[The problem]
How many lines in the records below contain "dark"? Reply with the number alone.

[Provided data]
=-=-=-=-=

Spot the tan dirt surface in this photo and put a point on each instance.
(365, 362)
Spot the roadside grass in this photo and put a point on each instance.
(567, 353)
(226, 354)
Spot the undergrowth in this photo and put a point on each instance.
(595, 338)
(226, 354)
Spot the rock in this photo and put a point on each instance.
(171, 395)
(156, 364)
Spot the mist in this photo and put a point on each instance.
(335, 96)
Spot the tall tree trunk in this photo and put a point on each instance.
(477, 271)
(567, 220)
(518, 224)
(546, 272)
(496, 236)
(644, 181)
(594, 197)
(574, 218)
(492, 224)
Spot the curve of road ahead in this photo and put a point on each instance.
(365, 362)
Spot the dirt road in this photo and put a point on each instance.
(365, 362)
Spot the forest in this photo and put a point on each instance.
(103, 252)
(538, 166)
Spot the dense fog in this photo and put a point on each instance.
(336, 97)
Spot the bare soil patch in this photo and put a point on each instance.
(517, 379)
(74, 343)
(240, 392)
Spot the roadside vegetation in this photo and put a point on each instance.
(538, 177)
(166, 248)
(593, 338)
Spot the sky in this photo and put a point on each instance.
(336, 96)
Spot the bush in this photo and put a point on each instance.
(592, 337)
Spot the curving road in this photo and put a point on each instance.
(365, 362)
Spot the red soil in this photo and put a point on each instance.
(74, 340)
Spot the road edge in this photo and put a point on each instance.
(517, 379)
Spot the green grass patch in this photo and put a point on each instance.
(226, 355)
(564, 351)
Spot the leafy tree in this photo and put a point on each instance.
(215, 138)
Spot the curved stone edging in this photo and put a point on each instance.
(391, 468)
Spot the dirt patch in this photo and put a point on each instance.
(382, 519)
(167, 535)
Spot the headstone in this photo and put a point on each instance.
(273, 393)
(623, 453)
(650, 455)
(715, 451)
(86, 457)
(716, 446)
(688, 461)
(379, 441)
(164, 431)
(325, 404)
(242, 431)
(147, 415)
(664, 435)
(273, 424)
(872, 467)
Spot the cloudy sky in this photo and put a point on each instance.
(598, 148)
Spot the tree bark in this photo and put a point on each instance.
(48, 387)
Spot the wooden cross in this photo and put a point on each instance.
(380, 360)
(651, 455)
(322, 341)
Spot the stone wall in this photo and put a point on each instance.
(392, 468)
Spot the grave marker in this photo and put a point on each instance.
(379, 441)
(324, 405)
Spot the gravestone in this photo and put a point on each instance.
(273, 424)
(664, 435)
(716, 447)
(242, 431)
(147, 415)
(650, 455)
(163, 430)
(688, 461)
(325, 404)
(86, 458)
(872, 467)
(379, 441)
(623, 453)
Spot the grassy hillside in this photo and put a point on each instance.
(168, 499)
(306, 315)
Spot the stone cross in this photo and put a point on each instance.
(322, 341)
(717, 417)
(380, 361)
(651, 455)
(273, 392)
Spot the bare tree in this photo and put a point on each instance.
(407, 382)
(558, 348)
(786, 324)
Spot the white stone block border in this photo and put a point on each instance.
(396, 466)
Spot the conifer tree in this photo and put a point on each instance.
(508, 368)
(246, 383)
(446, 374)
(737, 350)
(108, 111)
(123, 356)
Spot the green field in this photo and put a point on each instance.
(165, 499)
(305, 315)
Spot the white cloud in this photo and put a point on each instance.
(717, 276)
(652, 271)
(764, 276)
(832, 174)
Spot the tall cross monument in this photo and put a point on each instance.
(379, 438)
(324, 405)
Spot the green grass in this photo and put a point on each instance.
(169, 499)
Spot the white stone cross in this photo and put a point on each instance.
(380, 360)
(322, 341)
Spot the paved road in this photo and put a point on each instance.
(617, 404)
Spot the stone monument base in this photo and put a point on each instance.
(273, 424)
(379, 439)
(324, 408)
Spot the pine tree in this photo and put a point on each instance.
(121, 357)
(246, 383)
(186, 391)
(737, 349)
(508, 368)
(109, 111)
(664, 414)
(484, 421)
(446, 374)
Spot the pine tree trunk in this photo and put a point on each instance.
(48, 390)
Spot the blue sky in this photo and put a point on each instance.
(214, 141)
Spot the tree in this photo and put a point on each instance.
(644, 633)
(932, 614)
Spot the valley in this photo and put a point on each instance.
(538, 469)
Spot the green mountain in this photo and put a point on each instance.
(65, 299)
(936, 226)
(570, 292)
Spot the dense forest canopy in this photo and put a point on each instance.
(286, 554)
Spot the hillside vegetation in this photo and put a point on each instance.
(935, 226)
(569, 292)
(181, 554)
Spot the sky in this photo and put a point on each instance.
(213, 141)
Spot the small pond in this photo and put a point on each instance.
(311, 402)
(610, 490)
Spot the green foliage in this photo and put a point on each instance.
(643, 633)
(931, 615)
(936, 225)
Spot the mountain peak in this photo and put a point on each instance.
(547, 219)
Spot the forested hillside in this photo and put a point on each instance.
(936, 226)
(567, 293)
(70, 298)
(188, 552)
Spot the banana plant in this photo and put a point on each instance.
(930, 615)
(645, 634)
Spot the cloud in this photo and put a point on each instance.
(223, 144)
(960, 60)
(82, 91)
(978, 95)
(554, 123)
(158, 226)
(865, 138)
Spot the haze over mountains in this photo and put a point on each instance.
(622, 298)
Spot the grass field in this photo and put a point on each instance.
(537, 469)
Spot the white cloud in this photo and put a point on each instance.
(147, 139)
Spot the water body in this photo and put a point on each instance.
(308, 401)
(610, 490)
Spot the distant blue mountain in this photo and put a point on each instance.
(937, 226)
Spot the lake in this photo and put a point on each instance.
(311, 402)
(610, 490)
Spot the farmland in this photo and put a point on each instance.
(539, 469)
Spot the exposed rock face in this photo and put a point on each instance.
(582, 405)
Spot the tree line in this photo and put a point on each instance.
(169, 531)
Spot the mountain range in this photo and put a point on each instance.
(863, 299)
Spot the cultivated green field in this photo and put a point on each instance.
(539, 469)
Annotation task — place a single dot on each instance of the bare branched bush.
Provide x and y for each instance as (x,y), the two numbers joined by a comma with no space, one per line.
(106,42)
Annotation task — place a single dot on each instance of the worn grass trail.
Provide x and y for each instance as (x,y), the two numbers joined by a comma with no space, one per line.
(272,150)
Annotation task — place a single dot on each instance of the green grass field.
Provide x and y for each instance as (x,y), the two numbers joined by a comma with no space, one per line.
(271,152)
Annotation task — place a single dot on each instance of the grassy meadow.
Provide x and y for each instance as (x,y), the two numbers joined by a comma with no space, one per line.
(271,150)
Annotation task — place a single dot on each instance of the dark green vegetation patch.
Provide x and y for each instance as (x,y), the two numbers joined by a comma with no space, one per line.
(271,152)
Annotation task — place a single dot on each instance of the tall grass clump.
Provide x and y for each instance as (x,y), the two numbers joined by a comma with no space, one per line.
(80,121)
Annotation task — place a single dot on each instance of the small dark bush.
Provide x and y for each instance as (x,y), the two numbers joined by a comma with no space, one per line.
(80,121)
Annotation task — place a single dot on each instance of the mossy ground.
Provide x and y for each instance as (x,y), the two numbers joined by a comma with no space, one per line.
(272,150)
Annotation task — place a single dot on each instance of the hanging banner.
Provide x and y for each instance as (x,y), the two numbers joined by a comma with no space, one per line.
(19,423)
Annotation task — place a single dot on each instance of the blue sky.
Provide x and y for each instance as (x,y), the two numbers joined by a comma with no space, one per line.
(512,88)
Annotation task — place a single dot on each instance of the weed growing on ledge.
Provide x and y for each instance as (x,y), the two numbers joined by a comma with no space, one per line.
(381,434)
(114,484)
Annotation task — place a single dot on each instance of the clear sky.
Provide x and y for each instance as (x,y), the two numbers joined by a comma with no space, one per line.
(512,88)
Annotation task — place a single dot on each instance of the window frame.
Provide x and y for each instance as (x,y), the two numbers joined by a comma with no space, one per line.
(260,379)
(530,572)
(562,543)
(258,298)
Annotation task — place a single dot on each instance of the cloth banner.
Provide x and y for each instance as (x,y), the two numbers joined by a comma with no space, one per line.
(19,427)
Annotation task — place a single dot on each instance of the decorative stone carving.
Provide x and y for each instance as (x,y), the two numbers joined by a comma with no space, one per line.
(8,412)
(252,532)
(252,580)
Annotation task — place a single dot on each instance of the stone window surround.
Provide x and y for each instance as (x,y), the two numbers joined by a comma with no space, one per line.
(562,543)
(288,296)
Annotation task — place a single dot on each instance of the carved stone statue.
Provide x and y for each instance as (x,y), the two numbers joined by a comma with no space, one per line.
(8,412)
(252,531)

=-=-=-=-=

[Task output]
2